Deliverable
A branded, accessible CMS suite using AEM’s out-of-box functionality
My role
Lead UX Designer (end-to-end)
Team
UX, dev, creative, BA, offshore developers
Stack
Figma, AEM, Confluence, Jira, BitBucket
When
2023
Locked layouts, poor patterns, and no accessibility
Most of the site used a rigid three-column layout template with components that didn’t work together. Authors had little flexibility and couldn’t create modern layouts—resulting in clunky, outdated pages.
Every page relied on the same template—making it hard to create distinct or contemporary page designs.
Lack of design system and brand alignment
Lacking a design system, devs relied on local CSS—leading to visual inconsistency. As the brand evolved, the site became more fragmented and off-brand.
Inconsistent buttons were just one symptom of a broader design breakdown.
This wasn’t just a design challenge—it was a gap in CMS architecture and implementation expertise.
Missing AEM technical expertise slowed us down
We needed to rely on AEM’s out-of-the-box setup for compatibility, performance, and future upgrades—but no one on the team had deep experience with it.
Authors needed guardrails, not freedom
AEM’s out-of-the-box tools offered flexibility, but most authors lacked the experience to use them effectively—so we has to balance flexibility and governance.
Ambitious brand, unclear authority
An ‘evolved’ visual identity had recently launched—and there was close involvement from the Head of Brand, Creative Director, and Marketing Director. While well-intentioned, this created a complicated approval chain that muddied ownership and slowed progress.

▶ [DIRECTIONS]:
A) List every tool named in the stack of the CMS case study.
B) According to the CMS case study, what kind of layout template did most of the site use?

(Stored data entries)
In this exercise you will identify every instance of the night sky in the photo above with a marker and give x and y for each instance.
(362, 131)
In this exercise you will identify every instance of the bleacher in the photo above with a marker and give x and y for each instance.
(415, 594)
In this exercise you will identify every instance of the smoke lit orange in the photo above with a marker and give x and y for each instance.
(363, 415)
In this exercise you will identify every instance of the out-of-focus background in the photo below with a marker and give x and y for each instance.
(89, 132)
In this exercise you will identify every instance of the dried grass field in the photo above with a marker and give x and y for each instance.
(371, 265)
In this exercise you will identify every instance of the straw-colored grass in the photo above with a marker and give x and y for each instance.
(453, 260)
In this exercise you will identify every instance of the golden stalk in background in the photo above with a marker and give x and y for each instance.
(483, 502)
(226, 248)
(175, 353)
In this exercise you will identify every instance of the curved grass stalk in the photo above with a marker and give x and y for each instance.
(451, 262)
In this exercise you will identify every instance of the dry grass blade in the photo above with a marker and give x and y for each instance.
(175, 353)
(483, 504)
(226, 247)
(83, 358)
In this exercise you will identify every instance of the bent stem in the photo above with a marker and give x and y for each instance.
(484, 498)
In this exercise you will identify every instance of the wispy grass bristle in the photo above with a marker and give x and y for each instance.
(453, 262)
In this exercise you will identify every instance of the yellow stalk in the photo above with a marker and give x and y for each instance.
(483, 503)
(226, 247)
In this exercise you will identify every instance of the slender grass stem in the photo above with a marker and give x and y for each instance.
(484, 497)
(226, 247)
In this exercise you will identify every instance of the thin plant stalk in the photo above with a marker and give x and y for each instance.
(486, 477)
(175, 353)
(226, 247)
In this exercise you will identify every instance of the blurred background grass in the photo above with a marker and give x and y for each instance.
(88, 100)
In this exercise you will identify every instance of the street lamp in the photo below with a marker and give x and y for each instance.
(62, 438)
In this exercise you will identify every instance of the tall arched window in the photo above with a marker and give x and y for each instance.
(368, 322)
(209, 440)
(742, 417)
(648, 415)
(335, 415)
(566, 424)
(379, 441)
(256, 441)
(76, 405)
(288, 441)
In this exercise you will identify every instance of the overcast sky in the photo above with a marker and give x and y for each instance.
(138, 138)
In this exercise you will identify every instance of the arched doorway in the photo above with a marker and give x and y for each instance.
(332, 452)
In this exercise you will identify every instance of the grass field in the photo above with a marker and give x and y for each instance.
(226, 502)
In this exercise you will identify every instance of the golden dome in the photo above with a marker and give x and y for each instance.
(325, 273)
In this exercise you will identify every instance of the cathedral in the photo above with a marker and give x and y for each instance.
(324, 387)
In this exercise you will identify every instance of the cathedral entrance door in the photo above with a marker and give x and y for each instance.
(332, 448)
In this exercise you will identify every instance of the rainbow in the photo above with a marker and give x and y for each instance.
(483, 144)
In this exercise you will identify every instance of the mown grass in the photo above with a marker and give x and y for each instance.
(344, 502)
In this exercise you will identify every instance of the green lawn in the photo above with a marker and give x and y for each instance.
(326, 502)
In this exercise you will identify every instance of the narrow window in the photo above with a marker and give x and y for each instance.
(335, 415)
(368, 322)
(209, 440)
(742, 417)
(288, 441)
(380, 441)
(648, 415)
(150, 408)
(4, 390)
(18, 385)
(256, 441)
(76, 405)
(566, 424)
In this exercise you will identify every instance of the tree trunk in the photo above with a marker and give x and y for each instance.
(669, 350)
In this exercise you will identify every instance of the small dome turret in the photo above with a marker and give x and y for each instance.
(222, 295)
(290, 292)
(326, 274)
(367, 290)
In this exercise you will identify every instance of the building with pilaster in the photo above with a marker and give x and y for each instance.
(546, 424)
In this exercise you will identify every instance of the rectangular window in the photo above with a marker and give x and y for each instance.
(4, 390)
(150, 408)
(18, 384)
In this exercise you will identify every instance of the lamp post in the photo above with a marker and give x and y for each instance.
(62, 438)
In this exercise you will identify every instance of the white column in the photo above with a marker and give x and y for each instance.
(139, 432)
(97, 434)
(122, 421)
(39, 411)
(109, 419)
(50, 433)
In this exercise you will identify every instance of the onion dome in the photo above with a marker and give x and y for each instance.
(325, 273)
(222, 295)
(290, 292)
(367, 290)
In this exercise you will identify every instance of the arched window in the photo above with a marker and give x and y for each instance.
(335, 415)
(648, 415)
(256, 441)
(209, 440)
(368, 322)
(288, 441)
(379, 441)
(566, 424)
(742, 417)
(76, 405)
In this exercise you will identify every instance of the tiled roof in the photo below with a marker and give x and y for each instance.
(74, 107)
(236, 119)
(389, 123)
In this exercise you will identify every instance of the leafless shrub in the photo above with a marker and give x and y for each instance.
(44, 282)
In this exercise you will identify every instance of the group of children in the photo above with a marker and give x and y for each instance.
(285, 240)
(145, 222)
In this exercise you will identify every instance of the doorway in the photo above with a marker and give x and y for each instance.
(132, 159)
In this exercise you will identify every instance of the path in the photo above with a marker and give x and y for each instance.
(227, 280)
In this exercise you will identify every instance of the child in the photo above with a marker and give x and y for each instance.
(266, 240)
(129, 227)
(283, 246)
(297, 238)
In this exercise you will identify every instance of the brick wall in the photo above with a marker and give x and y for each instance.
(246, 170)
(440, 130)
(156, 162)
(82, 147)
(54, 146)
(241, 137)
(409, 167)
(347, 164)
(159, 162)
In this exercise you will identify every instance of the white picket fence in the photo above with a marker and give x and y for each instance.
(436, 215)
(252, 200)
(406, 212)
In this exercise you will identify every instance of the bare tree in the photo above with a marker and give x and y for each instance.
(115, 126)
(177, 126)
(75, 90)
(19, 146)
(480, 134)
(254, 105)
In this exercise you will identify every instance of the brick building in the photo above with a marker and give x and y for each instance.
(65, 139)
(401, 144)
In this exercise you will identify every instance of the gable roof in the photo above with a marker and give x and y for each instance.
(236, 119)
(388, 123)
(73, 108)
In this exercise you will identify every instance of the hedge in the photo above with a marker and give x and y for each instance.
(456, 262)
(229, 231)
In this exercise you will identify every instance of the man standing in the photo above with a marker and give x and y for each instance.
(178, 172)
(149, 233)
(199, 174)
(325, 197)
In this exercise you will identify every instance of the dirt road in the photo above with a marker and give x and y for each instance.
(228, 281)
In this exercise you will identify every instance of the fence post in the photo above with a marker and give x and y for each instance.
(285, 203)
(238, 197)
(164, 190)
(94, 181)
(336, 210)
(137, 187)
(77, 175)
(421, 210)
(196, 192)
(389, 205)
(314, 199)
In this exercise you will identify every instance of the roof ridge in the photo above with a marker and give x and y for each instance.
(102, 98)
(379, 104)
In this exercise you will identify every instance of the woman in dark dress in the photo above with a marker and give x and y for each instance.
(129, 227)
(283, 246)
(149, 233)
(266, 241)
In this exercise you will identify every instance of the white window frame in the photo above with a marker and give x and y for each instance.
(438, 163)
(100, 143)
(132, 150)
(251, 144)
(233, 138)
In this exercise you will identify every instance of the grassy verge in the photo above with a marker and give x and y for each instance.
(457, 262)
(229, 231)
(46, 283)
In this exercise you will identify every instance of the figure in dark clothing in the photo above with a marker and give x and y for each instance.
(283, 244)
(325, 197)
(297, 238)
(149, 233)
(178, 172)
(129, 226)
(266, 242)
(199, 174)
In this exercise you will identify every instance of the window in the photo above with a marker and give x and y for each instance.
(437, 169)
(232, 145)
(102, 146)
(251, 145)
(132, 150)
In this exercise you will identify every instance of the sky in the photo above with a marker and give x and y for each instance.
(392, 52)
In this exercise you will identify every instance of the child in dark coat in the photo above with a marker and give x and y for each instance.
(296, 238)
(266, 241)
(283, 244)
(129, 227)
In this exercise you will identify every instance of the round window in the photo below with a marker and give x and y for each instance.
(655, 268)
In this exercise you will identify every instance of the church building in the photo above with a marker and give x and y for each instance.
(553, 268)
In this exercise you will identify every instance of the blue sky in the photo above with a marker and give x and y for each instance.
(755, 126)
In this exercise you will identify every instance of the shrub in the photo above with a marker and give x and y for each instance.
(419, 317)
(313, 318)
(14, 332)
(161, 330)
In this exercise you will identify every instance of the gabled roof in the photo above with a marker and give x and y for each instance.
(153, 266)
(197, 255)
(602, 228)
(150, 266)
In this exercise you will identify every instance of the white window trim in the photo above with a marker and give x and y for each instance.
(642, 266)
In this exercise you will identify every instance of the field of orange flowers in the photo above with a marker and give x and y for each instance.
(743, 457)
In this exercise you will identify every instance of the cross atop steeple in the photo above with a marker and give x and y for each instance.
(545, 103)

▶ [TASK ANSWERS]:
A) Figma, AEM, Confluence, Jira, BitBucket

B) A rigid three-column layout template.